Point annotations for photos:
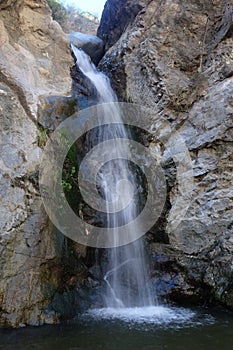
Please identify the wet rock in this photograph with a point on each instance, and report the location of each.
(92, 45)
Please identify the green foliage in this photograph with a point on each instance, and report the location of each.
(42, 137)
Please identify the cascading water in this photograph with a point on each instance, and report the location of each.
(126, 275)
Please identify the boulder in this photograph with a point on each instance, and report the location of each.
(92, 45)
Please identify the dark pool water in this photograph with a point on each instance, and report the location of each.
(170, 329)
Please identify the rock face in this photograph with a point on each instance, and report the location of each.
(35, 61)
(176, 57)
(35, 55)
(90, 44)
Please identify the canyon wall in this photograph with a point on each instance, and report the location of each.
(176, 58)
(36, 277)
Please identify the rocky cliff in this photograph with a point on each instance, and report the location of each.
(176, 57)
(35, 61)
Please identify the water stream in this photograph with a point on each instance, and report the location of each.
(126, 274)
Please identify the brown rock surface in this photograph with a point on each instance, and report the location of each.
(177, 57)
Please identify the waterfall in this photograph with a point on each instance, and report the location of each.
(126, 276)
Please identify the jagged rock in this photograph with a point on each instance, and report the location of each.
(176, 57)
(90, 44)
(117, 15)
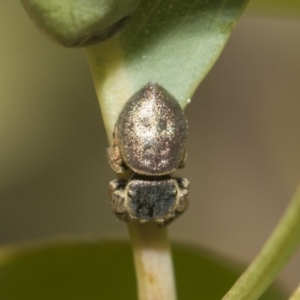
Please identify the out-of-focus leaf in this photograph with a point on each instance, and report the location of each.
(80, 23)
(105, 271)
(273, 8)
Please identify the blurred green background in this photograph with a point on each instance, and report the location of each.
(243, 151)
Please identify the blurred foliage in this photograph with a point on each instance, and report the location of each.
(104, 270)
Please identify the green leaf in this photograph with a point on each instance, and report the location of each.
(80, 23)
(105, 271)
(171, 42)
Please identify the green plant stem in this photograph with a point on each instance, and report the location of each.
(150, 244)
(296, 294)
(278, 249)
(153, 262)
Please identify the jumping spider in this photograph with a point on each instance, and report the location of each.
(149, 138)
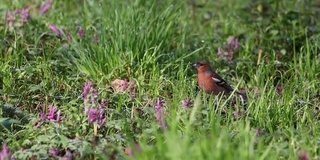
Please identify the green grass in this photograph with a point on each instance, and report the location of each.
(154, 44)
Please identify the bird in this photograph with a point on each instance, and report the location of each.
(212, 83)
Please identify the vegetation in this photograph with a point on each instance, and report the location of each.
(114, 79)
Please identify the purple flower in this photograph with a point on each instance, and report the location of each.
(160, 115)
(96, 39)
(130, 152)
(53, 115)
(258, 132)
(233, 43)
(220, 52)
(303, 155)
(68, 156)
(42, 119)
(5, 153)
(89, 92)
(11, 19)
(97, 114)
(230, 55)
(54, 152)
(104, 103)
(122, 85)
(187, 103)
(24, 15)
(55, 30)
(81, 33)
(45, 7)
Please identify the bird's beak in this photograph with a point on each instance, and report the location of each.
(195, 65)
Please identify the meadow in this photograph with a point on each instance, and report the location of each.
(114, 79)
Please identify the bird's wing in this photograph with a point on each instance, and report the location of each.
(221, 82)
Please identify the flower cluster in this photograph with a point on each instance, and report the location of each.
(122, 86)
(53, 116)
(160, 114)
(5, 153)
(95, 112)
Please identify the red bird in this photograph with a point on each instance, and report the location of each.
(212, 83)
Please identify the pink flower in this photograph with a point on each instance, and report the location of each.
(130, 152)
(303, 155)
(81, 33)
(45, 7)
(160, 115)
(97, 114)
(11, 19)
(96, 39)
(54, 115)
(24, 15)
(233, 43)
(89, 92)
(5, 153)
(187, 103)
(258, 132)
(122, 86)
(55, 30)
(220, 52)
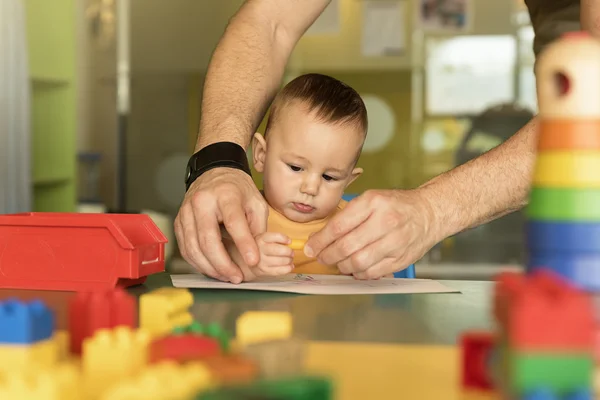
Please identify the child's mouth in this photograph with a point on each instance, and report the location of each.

**Directions for this task**
Update all of the data above by replacing "photograph" with "image" wherever it occurs, keeping everything else the same. Leave the pictures out of your answer.

**Task response**
Please identify the wet rock in this image with a point on each instance, and report the location of each.
(92, 45)
Please identify the green foliage in this image with a point on each instance, and report the location of each.
(42, 137)
Please identify the cascading water in this image with a point on each instance, and report the location of each.
(126, 275)
Please identify the boulder in this image with a point on each instance, and report the location of each.
(92, 45)
Please identify the dark pool water in this image with a point on each instance, and report the location of each.
(170, 329)
Please identify the rock face in this image with a point on each instance, and report the location of each.
(35, 61)
(176, 57)
(35, 55)
(90, 44)
Please identify the canyon wall in this image with a point on each instance, and report the location of each.
(176, 58)
(36, 277)
Please identify the rocky cliff in this image with a point on each instance, and report the location of each.
(176, 57)
(35, 61)
Please identify the water stream in this image with a point on each instance, and report the location of each.
(126, 274)
Please identify the brown rock surface in this image with a point on each instance, and report the location of each.
(177, 57)
Please identify the waterfall in this image with a point on each instance, and report the location of each.
(126, 276)
Please identify the jagged rock in this image with a point on each instance, and report the location of each.
(176, 57)
(90, 44)
(117, 15)
Please identify the out-of-focus leaf in this image with a point on each instance, and report the location of each.
(80, 23)
(105, 271)
(273, 8)
Please identify the blurred green background in this image with a point on each instance, and report the location of each.
(243, 151)
Please identify the blurred foliage in this image with a point on each instance, and report the location of each.
(104, 270)
Please identify the green leaf in this image with a point on each instance, and report the location of each.
(80, 23)
(105, 271)
(171, 42)
Please identify the green plant stem in this image with a point on each instance, and report the location of each.
(150, 244)
(296, 294)
(278, 249)
(153, 262)
Please identify the jumping spider in this image with a point on each instance, and report the location of each.
(149, 138)
Please identify the green grass in this image with a point on each instance, and report the location of each.
(154, 44)
Please identify the bird in this image with a point on each instance, and report the location of each.
(212, 83)
Please identify the vegetation in this image with a point on each instance, and report the location of each.
(114, 79)
Please identify the purple flower in this image with a point on each instance, and report the location of each.
(160, 115)
(96, 39)
(130, 152)
(53, 115)
(258, 132)
(233, 43)
(220, 52)
(303, 155)
(68, 156)
(42, 119)
(5, 153)
(89, 92)
(11, 19)
(97, 114)
(230, 55)
(54, 152)
(104, 103)
(122, 85)
(187, 103)
(24, 15)
(55, 30)
(81, 33)
(45, 7)
Please identify the bird's beak in this image with a point on each instance, and report the location of each.
(195, 65)
Please identify the meadow in this image with a point on each instance, and report the location of each.
(114, 79)
Please identify the bird's wing in this image with a point on each instance, and report the location of each.
(221, 82)
Please identify the flower cluster in this image with a point on each instance, and report the location of each.
(122, 86)
(53, 116)
(160, 114)
(5, 153)
(95, 112)
Please identify the red bird in this image with a point on each instance, and report the location of each.
(212, 83)
Please identify the pink flower in this image with a point on each instance, and report the location of each.
(130, 152)
(303, 155)
(81, 33)
(45, 7)
(160, 115)
(97, 114)
(11, 19)
(96, 39)
(54, 115)
(24, 15)
(233, 43)
(89, 92)
(5, 153)
(187, 103)
(258, 132)
(122, 86)
(55, 30)
(220, 52)
Please identify the child's mouth in this image with a point on each instance, and report the location of each.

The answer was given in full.